Referring expression data:
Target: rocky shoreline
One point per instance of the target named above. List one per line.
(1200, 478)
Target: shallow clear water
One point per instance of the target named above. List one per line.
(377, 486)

### What is being asked
All entries should be transcribed verbatim.

### Exercise result
Target: rocky shoreline
One point per instance of the target named above. List one per line.
(1200, 478)
Target: shallow clear water
One point per instance of the target named above. List one per line.
(377, 486)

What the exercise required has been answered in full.